Records from a data collection:
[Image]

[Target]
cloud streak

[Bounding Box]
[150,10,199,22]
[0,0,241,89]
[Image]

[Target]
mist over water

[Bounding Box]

What is needed –
Present the material above as a numbered list, leaving out any blank lines.

Solution to this task –
1. [Image]
2. [Target]
3. cloud streak
4. [Bounding Box]
5. [150,10,199,22]
6. [0,0,241,89]
7. [Image]
8. [Target]
9. mist over water
10. [Bounding Box]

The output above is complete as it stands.